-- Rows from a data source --
= Beginning of Section =
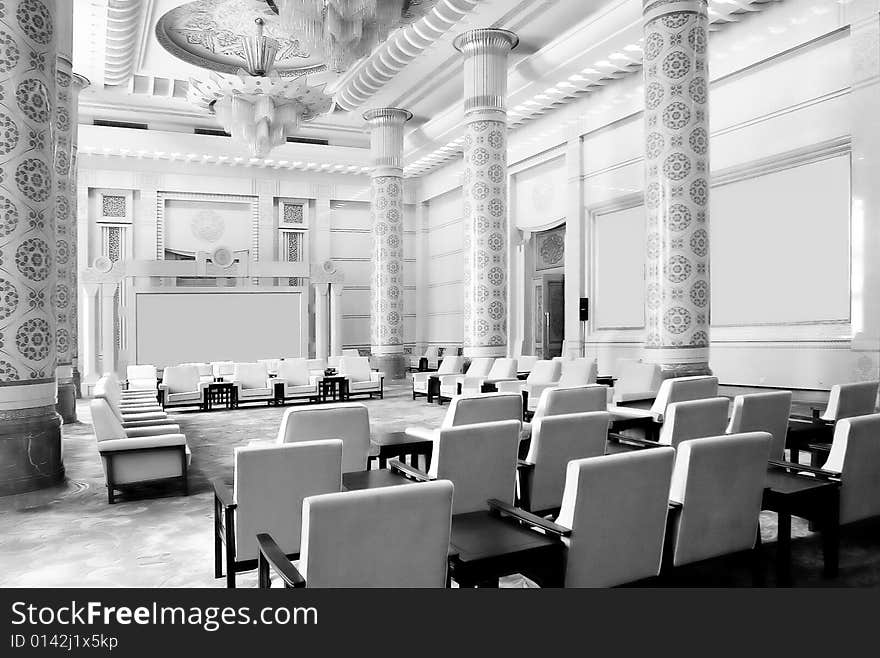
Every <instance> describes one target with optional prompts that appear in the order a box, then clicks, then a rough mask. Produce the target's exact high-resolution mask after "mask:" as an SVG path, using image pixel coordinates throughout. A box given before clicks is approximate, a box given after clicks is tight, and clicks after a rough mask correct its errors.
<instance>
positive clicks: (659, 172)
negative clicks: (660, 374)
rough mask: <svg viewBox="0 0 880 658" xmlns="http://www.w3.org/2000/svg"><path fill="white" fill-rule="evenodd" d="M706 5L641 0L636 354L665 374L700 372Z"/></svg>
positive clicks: (708, 286) (703, 297)
mask: <svg viewBox="0 0 880 658" xmlns="http://www.w3.org/2000/svg"><path fill="white" fill-rule="evenodd" d="M707 11H708V10H707V5H706V0H680V1H674V2H669V1H668V0H645V1H644V37H645V38H644V46H643V47H644V67H643V70H644V77H645V174H646V175H645V207H646V209H647V219H648V229H647V245H646V253H647V261H646V262H647V287H646V300H645V317H646V337H645V357H646V359H647V360H649V361H651V362H654V363H658V364H660V366H661V368H662V370H663V371H664V374H665V376H679V375H690V374H702V373H707V372H709V322H710V320H709V105H708V71H707V64H708V56H707V45H708V28H709V20H708V14H707Z"/></svg>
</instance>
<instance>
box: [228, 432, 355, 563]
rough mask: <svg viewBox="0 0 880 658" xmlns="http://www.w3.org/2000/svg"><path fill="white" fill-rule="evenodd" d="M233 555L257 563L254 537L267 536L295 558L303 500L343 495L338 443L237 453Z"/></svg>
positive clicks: (237, 452) (300, 445) (309, 444)
mask: <svg viewBox="0 0 880 658" xmlns="http://www.w3.org/2000/svg"><path fill="white" fill-rule="evenodd" d="M233 462H234V464H235V478H234V496H235V503H236V506H237V507H236V510H235V553H236V558H237V559H238V560H251V559H256V557H257V541H256V536H257V534H258V533H261V532H268V533H269V534H271V535H272V538H273V539H274V540H275V541H276V542H277V543H278V545H279V546H280V547H281V549H282V550H283V551H284V552H285V553H286V554H290V553H298V552H299V549H300V530H301V528H302V508H303V500H304V499H305V498H307V497H308V496H314V495H316V494H324V493H331V492H338V491H341V490H342V441H340V440H339V439H329V440H325V441H304V442H302V443H286V444H284V445H274V444H269V445H262V446H259V447H246V448H236V449H235V451H234V453H233Z"/></svg>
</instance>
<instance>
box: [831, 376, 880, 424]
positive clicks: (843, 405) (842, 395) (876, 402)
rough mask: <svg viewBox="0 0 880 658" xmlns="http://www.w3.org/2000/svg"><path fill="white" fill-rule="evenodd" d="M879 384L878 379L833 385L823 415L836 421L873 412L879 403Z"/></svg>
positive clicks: (871, 412)
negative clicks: (827, 407) (864, 381)
mask: <svg viewBox="0 0 880 658" xmlns="http://www.w3.org/2000/svg"><path fill="white" fill-rule="evenodd" d="M878 386H880V382H876V381H873V382H857V383H854V384H835V385H834V386H832V387H831V395H830V397H829V398H828V408H827V409H826V410H825V413H824V414H823V415H822V417H823V418H825V419H826V420H835V421H836V420H841V419H843V418H852V417H853V416H866V415H869V414H873V413H874V411H875V410H876V405H877V387H878Z"/></svg>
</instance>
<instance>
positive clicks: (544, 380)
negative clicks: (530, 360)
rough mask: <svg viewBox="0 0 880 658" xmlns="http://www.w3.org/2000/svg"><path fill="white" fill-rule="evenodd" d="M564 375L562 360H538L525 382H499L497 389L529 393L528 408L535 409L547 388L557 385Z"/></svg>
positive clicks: (528, 398) (532, 368) (527, 401)
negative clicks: (541, 395) (561, 360)
mask: <svg viewBox="0 0 880 658" xmlns="http://www.w3.org/2000/svg"><path fill="white" fill-rule="evenodd" d="M561 376H562V361H552V360H551V361H537V362H536V363H535V365H534V367H533V368H532V371H531V372H530V373H529V376H528V377H527V378H526V381H525V382H521V381H516V382H499V383H498V385H497V387H496V388H497V389H498V390H499V391H503V392H505V393H519V394H522V391H525V392H526V393H528V401H527V409H529V410H530V411H534V409H535V408H536V407H537V404H538V400H539V399H540V397H541V393H543V392H544V389H545V388H551V387H553V386H556V385H557V384H558V382H559V378H560V377H561Z"/></svg>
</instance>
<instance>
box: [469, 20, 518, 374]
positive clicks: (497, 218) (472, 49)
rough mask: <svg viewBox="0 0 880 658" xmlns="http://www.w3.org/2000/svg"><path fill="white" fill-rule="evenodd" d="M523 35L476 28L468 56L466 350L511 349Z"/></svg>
mask: <svg viewBox="0 0 880 658" xmlns="http://www.w3.org/2000/svg"><path fill="white" fill-rule="evenodd" d="M518 42H519V38H518V37H517V36H516V35H515V34H513V33H512V32H508V31H507V30H497V29H478V30H470V31H469V32H465V33H464V34H461V35H459V36H458V37H457V38H456V39H455V42H454V45H455V47H456V48H457V49H458V50H459V51H460V52H461V53H462V55H463V56H464V121H465V135H464V156H463V160H464V180H463V181H462V196H463V198H464V206H463V223H464V244H463V250H464V277H463V288H464V332H463V341H464V355H465V356H470V357H479V356H506V354H507V109H506V107H505V102H506V99H507V55H508V53H509V52H510V51H511V50H512V49H513V48H515V47H516V45H517V43H518Z"/></svg>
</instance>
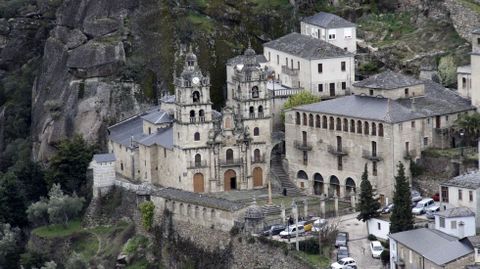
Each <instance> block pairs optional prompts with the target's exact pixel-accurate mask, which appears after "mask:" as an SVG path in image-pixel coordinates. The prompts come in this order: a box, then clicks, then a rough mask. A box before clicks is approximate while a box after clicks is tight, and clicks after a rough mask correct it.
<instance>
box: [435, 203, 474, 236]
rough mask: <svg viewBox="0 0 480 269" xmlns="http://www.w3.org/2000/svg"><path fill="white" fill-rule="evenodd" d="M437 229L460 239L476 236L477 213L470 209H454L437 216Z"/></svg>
mask: <svg viewBox="0 0 480 269" xmlns="http://www.w3.org/2000/svg"><path fill="white" fill-rule="evenodd" d="M435 229H436V230H439V231H441V232H443V233H446V234H449V235H452V236H455V237H457V238H459V239H462V238H465V237H468V236H474V235H475V213H473V211H472V210H470V209H469V208H468V207H454V208H449V209H447V210H445V211H440V212H439V213H437V214H436V215H435Z"/></svg>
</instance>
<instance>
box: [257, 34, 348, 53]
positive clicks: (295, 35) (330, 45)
mask: <svg viewBox="0 0 480 269" xmlns="http://www.w3.org/2000/svg"><path fill="white" fill-rule="evenodd" d="M263 46H264V47H266V48H272V49H275V50H279V51H282V52H285V53H288V54H291V55H294V56H297V57H300V58H303V59H310V60H317V59H325V58H338V57H353V54H352V53H350V52H348V51H345V50H343V49H341V48H339V47H337V46H334V45H332V44H330V43H327V42H326V41H323V40H320V39H318V38H314V37H311V36H307V35H302V34H299V33H290V34H288V35H284V36H282V37H280V38H278V39H275V40H272V41H270V42H267V43H265V44H263Z"/></svg>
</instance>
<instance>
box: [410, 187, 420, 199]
mask: <svg viewBox="0 0 480 269" xmlns="http://www.w3.org/2000/svg"><path fill="white" fill-rule="evenodd" d="M410 193H411V194H412V201H413V202H418V201H420V200H422V196H421V195H420V193H419V192H418V191H416V190H412V191H411V192H410Z"/></svg>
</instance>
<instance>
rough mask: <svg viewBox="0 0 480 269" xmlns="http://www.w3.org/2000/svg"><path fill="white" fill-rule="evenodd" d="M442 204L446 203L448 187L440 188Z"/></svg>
mask: <svg viewBox="0 0 480 269" xmlns="http://www.w3.org/2000/svg"><path fill="white" fill-rule="evenodd" d="M442 202H445V203H448V187H443V186H442Z"/></svg>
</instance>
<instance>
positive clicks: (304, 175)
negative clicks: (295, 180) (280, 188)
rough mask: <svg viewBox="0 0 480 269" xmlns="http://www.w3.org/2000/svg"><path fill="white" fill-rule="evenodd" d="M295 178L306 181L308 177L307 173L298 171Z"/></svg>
mask: <svg viewBox="0 0 480 269" xmlns="http://www.w3.org/2000/svg"><path fill="white" fill-rule="evenodd" d="M297 178H299V179H308V175H307V173H305V171H303V170H300V171H298V172H297Z"/></svg>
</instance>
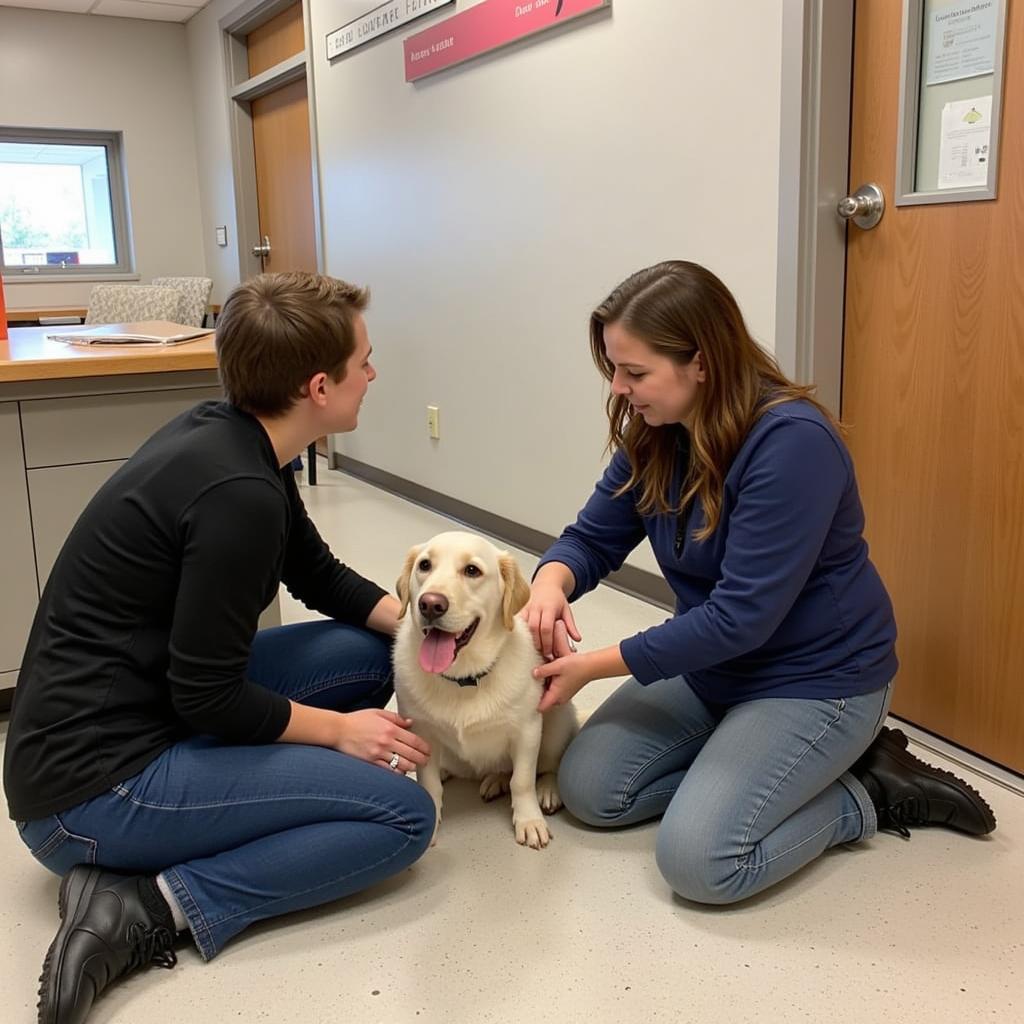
= End of Section =
-- WORK TASK --
Pick out every line of the rows above that contains the word "positive", matching case exactly, and copy each one.

-- EXERCISE ANSWER --
positive clicks: (659, 172)
positive clicks: (708, 286) (703, 297)
positive clicks: (237, 452) (300, 445) (309, 444)
positive clicks: (843, 405) (842, 395) (876, 402)
positive clicks: (871, 412)
positive clicks: (544, 380)
positive clicks: (528, 398) (532, 368) (527, 401)
positive clicks: (497, 218) (472, 49)
positive clicks: (295, 35) (330, 45)
positive clicks: (304, 175)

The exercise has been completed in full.